■ **Lines of data**
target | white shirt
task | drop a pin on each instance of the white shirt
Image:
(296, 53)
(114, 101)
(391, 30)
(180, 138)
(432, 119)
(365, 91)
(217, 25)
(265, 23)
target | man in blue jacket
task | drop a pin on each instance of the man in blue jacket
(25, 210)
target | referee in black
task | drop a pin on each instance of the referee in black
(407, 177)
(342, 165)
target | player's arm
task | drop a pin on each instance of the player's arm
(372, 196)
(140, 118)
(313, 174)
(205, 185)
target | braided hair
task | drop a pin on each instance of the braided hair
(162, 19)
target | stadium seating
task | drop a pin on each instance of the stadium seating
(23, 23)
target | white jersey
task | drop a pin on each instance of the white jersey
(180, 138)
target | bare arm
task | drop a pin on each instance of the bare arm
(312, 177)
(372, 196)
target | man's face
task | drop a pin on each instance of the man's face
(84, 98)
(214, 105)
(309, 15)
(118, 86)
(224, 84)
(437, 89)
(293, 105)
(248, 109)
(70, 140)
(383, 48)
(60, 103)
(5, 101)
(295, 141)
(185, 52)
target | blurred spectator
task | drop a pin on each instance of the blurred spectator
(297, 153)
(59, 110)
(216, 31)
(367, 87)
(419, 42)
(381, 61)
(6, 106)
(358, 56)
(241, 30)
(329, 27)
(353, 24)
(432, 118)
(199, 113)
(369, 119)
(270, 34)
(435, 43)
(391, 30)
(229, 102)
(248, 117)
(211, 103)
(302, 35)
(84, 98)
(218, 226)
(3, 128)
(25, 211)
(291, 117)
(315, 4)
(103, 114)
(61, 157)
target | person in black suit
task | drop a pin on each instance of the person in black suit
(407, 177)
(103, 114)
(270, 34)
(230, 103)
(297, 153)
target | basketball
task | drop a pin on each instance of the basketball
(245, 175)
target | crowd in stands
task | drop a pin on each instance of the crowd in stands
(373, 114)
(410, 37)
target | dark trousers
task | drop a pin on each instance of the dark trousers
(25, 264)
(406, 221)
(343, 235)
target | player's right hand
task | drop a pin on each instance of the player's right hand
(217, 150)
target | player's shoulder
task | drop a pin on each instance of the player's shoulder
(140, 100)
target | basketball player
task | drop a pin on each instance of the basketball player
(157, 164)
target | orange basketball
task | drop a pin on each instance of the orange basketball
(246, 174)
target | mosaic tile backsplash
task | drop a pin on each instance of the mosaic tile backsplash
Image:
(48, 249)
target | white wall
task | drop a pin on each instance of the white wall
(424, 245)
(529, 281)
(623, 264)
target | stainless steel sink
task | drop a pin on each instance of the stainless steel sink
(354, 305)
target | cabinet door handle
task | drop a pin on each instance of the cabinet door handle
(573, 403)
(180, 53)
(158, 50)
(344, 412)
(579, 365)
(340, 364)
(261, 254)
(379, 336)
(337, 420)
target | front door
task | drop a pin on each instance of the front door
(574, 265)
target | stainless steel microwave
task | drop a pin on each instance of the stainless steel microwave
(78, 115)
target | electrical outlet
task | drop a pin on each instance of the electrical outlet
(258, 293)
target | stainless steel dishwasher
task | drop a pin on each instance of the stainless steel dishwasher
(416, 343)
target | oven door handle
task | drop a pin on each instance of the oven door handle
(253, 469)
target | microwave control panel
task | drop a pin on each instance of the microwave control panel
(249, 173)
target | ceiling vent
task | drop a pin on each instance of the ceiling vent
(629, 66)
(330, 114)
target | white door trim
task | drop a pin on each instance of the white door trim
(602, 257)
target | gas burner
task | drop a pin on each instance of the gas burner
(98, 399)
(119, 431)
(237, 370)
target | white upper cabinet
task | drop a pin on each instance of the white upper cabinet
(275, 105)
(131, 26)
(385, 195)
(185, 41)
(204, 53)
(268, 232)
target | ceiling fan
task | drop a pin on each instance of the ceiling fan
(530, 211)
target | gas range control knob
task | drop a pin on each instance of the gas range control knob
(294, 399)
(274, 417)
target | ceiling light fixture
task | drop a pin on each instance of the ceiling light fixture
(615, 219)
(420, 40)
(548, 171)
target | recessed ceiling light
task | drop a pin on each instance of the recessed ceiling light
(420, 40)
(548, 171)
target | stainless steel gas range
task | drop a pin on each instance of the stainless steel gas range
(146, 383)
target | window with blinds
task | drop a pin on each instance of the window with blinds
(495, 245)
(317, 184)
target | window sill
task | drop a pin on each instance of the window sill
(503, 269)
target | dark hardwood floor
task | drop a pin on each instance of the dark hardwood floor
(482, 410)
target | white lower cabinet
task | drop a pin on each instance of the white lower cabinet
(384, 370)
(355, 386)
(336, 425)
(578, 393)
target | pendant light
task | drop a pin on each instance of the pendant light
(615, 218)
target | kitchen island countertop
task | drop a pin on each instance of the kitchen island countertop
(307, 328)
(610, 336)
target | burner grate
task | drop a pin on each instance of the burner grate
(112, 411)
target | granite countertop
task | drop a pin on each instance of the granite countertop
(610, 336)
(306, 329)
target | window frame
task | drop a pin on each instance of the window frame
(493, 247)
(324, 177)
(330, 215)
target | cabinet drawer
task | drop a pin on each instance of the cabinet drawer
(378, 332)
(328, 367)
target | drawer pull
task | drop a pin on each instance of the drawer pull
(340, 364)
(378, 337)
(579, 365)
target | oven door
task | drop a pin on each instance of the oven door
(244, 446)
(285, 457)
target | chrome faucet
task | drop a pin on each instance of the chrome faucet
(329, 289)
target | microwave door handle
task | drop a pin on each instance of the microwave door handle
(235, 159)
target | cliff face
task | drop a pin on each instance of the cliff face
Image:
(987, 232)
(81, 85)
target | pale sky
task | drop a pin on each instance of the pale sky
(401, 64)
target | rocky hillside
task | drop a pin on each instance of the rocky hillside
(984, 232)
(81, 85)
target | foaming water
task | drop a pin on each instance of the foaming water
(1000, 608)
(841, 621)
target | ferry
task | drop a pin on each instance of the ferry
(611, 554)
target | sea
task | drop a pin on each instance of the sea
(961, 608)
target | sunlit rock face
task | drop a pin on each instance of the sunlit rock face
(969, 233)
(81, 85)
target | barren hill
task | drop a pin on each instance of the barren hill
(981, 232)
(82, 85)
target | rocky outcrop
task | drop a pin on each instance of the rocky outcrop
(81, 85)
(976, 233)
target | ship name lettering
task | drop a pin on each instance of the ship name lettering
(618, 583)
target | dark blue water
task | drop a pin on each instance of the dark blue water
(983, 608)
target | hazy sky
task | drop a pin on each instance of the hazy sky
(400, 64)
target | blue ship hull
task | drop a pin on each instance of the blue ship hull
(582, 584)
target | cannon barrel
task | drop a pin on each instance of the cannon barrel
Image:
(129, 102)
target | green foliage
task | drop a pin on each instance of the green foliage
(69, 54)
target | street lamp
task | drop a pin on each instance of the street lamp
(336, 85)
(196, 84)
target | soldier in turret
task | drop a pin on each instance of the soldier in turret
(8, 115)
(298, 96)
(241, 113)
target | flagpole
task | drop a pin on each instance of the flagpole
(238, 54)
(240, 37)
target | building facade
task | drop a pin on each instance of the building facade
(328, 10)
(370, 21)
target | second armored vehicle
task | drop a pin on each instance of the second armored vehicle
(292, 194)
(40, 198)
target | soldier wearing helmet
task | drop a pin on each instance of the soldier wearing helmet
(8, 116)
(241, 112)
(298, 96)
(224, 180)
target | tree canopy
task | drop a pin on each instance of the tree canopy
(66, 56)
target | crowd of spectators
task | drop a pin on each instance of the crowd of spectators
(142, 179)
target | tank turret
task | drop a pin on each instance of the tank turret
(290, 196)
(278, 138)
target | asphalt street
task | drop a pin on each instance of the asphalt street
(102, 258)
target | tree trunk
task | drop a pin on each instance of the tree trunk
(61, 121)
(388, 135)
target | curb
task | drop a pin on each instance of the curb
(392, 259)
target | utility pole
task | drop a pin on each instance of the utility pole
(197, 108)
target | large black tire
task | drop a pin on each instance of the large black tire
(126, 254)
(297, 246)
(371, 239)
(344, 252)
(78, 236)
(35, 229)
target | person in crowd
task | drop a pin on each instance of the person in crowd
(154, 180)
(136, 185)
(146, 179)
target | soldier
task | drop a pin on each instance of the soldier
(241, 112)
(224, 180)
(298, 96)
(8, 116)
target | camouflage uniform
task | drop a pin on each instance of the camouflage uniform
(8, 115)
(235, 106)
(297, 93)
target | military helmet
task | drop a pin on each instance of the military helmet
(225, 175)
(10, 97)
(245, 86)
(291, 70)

■ **Task description**
Could you give again exactly the lines from the line containing "target | utility pole" through the final line of the data above, and no others?

■ **Output**
target | utility pole
task | drop a pin on each instance of the utility pole
(197, 108)
target | large black tire
task | drop a pin on each instance of the large black tire
(126, 254)
(297, 246)
(371, 239)
(344, 252)
(78, 236)
(35, 229)
target | person in crowd
task | drop a pin on each instance of the person in crowd
(154, 180)
(136, 185)
(146, 179)
target | soldier
task | drop a pin on each instance of the soldier
(241, 112)
(224, 180)
(298, 96)
(8, 116)
target | camouflage uniform
task | drop a pin on each instance of the camouflage uniform
(8, 115)
(235, 106)
(297, 93)
target | military helmet
task | drop a pin on each instance of the military helmet
(225, 175)
(10, 97)
(245, 86)
(291, 70)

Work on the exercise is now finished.